= Problem requirements =
Lay out each line of the data below as a numbered list, skipping blank lines.

= Raw data =
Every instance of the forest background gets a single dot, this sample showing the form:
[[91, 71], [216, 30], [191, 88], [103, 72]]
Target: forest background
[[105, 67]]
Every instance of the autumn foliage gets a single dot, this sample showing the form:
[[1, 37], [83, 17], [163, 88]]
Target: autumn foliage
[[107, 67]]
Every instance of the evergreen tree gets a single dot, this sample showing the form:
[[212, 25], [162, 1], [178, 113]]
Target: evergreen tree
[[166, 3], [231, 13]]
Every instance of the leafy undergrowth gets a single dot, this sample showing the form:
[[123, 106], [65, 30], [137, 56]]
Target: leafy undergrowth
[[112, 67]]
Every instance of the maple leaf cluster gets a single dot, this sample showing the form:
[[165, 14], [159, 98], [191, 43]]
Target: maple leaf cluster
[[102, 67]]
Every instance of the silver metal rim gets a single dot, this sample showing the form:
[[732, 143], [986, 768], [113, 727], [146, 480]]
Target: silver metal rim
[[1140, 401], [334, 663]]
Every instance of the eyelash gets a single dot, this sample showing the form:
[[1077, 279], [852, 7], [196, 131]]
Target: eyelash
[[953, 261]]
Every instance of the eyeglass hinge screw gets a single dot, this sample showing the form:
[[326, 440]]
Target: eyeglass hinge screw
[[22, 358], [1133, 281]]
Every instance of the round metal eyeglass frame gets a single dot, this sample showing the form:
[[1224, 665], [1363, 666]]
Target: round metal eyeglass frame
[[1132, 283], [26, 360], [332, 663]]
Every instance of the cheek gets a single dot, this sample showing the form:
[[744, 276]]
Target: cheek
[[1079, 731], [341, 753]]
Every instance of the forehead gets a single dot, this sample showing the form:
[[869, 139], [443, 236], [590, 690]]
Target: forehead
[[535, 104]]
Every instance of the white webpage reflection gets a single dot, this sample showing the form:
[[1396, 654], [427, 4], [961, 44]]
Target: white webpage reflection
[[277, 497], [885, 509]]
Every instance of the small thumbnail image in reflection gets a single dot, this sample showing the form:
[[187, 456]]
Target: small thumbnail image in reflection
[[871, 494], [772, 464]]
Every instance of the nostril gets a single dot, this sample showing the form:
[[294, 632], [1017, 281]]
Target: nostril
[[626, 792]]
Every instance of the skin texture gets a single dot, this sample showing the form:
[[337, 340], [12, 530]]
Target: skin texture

= Final result =
1. Every instance of the forest background gets a single dot, this sample showing the form:
2. [[91, 71], [216, 30], [191, 88], [103, 72]]
3. Target: forest background
4. [[105, 67]]
5. Every instance of the autumn foliage gets a single dot, this sample showing the form:
6. [[1, 37], [83, 17], [163, 88]]
7. Target: autumn foliage
8. [[107, 67]]
9. Every instance of the evergreen tree gets a single dot, this sample showing the form:
10. [[212, 25], [162, 1], [178, 113]]
11. Target: evergreen tree
12. [[166, 3], [231, 13]]
13. Every instance of the leafy undergrowth gets a single dot, this sample showing the form:
14. [[123, 106], [65, 30], [137, 56]]
15. Target: leafy undergrowth
16. [[112, 67]]
17. Every instance of the maple leaf cluster gets a single dot, this sample showing the form:
18. [[165, 14], [159, 98], [191, 43]]
19. Target: maple leaf cluster
20. [[102, 67]]
21. Every instance of the silver metal rim gets a single dot, this sample showing the form:
22. [[732, 143], [986, 768], [113, 727], [146, 480]]
23. Target: silver metal rim
24. [[1140, 401], [334, 663]]
25. Every instance of the eyelash gets a single dot, this sample showing the form:
26. [[1077, 279], [852, 7], [196, 131]]
27. Target: eyelash
28. [[953, 261]]
29. Every instance of the eyeglass hinge screw gets a single dot, this sample showing the form:
30. [[326, 440]]
31. Target: eyeglass hinge screw
32. [[22, 358], [1133, 281]]
33. Every instance of the round metal eyeglass frame gets a single dot, this sample showing the form:
34. [[1224, 665], [1363, 666]]
35. Target: round metal eyeglass frame
36. [[1132, 283], [26, 360], [332, 663]]
37. Every instance of the cheek gets a single dot, this sample showing the form:
38. [[744, 276]]
39. Target: cheek
40. [[1079, 731], [341, 753]]
41. Every instance of the forehead gets a single dot, this sample showing the form:
42. [[869, 139], [443, 236], [590, 690]]
43. Target: forehead
44. [[535, 104]]
45. Every instance of the white webpage reflection gets a single dot, this sample showing the form:
46. [[1396, 654], [427, 4], [961, 44]]
47. Target: white webpage reflection
48. [[277, 497], [885, 509]]
49. Every instance of the small thumbnail image in reflection gets a single dot, this sample showing the form:
50. [[187, 456]]
51. Target: small thumbnail image in reflection
52. [[871, 494], [772, 464]]
53. Every instance of the nostril gets a single dot, this sample showing the form:
54. [[294, 632], [1017, 281]]
55. Target: nostril
56. [[626, 792]]
57. Every instance of the skin texture gets a single dot, this sample showing the form:
58. [[337, 340], [12, 530]]
59. Target: skin texture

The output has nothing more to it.